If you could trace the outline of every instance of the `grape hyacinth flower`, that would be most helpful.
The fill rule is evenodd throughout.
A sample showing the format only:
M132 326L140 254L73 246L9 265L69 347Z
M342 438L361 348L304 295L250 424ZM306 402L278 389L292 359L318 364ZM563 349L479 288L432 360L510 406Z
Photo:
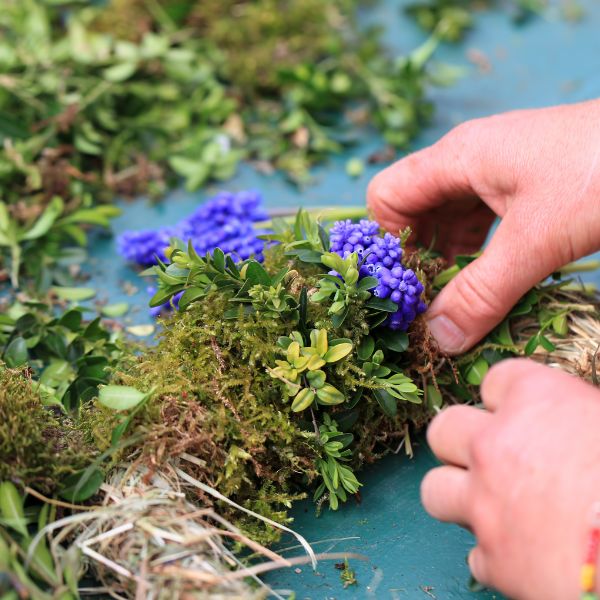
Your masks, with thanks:
M125 231L117 245L126 260L145 267L156 264L156 257L165 260L172 237L192 240L199 254L219 247L239 260L250 256L262 260L264 242L257 236L264 232L255 230L254 223L268 218L259 192L220 192L175 226Z
M400 239L391 233L381 235L379 223L367 219L358 223L337 221L329 238L331 252L342 258L357 253L360 277L373 276L379 280L374 296L389 298L398 306L385 321L390 329L405 331L415 317L427 309L421 300L423 284L412 269L402 264Z
M119 254L127 261L138 265L156 264L156 257L165 260L165 248L173 237L172 227L125 231L117 238Z

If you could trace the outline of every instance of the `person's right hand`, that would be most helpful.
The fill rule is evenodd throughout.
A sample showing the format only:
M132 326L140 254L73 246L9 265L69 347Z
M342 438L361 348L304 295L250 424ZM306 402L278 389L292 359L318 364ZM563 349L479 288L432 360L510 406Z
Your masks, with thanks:
M442 350L464 352L531 287L600 248L600 101L466 122L378 174L367 192L388 230L411 226L453 259L480 258L432 303Z

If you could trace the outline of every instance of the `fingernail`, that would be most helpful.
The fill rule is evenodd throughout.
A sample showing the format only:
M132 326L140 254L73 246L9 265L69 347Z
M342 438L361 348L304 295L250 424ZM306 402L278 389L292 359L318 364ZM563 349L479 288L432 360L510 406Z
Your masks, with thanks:
M446 315L438 315L429 321L429 331L440 349L448 354L458 354L465 347L466 336L462 329Z

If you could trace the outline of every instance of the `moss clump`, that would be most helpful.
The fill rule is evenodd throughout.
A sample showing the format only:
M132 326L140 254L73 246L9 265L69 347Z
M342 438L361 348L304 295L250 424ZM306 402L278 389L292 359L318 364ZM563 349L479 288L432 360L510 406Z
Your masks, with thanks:
M0 365L0 481L52 493L92 454L70 419L43 405L27 370Z
M273 265L279 263L277 257L270 259ZM302 283L310 285L311 280L309 276ZM297 283L294 277L287 281L288 291L296 297L303 287ZM151 469L187 453L196 459L185 461L188 473L246 508L285 522L292 502L316 489L320 481L323 443L315 415L322 419L326 409L353 434L348 463L352 469L395 450L411 423L421 425L431 415L426 405L400 403L396 416L389 417L372 398L363 399L354 411L315 405L314 414L293 412L284 385L269 374L269 368L282 357L278 339L297 326L295 318L240 311L238 318L224 319L229 308L228 296L215 291L176 313L165 321L158 344L113 379L143 391L156 389L130 430L142 440L134 456ZM311 304L311 313L311 326L331 327L325 308ZM360 306L352 307L347 327L339 330L355 346L368 334L366 326L359 326L365 321L363 313ZM330 377L349 397L369 385L350 358L328 367L328 381ZM113 419L114 413L101 406L84 413L85 426L101 449L110 446ZM229 509L220 510L227 514ZM253 539L270 542L278 537L277 531L265 529L255 519L239 513L228 518Z

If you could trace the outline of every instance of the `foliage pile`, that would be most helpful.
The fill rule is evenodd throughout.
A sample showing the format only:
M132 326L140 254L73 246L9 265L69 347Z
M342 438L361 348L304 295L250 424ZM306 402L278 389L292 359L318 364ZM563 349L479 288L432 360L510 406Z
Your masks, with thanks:
M13 287L108 225L115 195L230 178L296 182L375 125L406 147L431 113L432 41L391 58L358 0L7 0L0 13L0 257ZM438 78L439 79L439 78Z
M547 0L416 0L405 11L425 31L436 31L449 42L461 40L475 23L474 13L494 5L507 5L513 21L522 23L532 15L540 14Z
++++++++++
Work item
Leaving the images out, return every record exactly.

Finished exercise
If you could trace the outline of every instance of the `grape hyacinth flower`, that would be most helpful.
The fill rule is evenodd throughout.
A sample showing the format only:
M132 326L140 254L73 246L9 265L69 347Z
M342 438L361 348L304 295L250 424ZM306 402L278 389L292 359L318 364ZM563 349L479 288L432 360L510 406Z
Photo:
Your masks, with thanks:
M125 231L117 245L126 260L145 267L156 264L156 257L165 260L172 237L192 240L199 254L219 247L239 260L250 256L262 260L264 242L257 236L264 232L255 230L254 223L268 218L259 192L220 192L175 226Z
M400 239L391 233L381 235L379 223L367 219L358 223L337 221L329 238L331 252L342 258L357 253L360 277L373 276L379 280L374 296L389 298L398 306L385 321L390 329L405 331L415 317L427 309L421 300L423 284L412 269L402 264Z
M119 254L127 261L138 265L156 264L156 257L165 260L165 248L173 237L172 227L125 231L117 238Z

If you could trace the outline of every instance of the `person's right hand`, that would be most helpful.
The fill rule is evenodd throughout.
A sample showing the format only:
M132 326L140 254L73 246L9 265L69 347Z
M342 438L361 348L304 295L250 424ZM306 402L278 389L292 359L318 364ZM563 349L479 288L432 360L510 406Z
Your masks, with thanks:
M442 350L464 352L531 287L600 248L600 101L466 122L378 174L367 192L388 230L411 226L453 259L480 258L432 303Z

If you could trace the outline of every instance of the `fingernail`, that would be most helpful.
The fill rule is evenodd throughout.
A sample showing the format only:
M132 326L140 254L73 246L9 265L69 347Z
M342 438L361 348L304 295L250 424ZM306 402L278 389L292 359L318 364ZM563 349L479 288L432 360L510 406Z
Your masks, with thanks:
M446 315L438 315L429 321L429 331L440 349L448 354L458 354L465 347L466 336L462 329Z

If you could trace the outline of every instance of the `moss clump`, that would be most helpful.
The fill rule is evenodd throughout.
A sample showing the format only:
M132 326L140 254L73 246L9 265L69 347Z
M342 438L361 348L304 295L250 424ZM306 402L278 389L292 359L318 364ZM563 349L479 288L432 360L510 406Z
Your masks, with thanks:
M0 365L0 481L52 493L92 454L70 419L43 405L27 370Z
M273 265L279 263L277 257L270 259ZM302 283L310 285L311 280L309 276ZM297 283L294 277L287 281L288 291L296 297L303 287ZM151 469L187 453L196 459L185 461L188 473L246 508L285 522L292 502L316 489L320 481L323 443L315 415L322 419L326 409L353 434L348 463L352 469L395 450L411 423L421 425L431 415L426 405L400 403L396 416L389 417L372 398L363 399L354 411L315 405L314 414L293 412L284 385L269 374L269 368L282 357L278 339L297 326L295 318L240 311L238 318L224 319L229 308L228 296L215 291L176 313L165 321L158 344L113 379L143 391L156 389L130 430L142 440L134 456ZM311 304L311 313L311 326L331 327L325 308ZM360 306L352 307L347 327L339 330L355 346L368 334L366 326L359 326L365 321L363 313ZM330 377L349 397L369 385L350 358L328 367L328 381ZM113 419L114 413L101 406L84 413L85 426L101 449L110 446ZM229 509L220 510L227 514ZM253 539L270 542L278 537L277 531L265 529L255 519L239 513L228 518Z

If you could trace the outline of every instance of the `foliage pile`, that would be most helpful.
The fill rule is evenodd throughout.
A sample showing the format only:
M132 326L140 254L73 246L9 265L69 347Z
M342 438L361 348L304 295L250 424ZM306 402L278 389L292 359L318 364ZM563 349L479 288L432 360L510 406Z
Your masks, with thanks:
M13 287L108 225L115 195L230 178L296 182L375 125L406 147L431 113L432 41L391 58L358 0L7 0L0 13L0 257ZM438 78L439 79L439 78Z
M547 0L416 0L405 11L425 31L436 31L449 42L461 40L475 23L474 13L494 5L507 5L513 21L522 23L532 15L540 14Z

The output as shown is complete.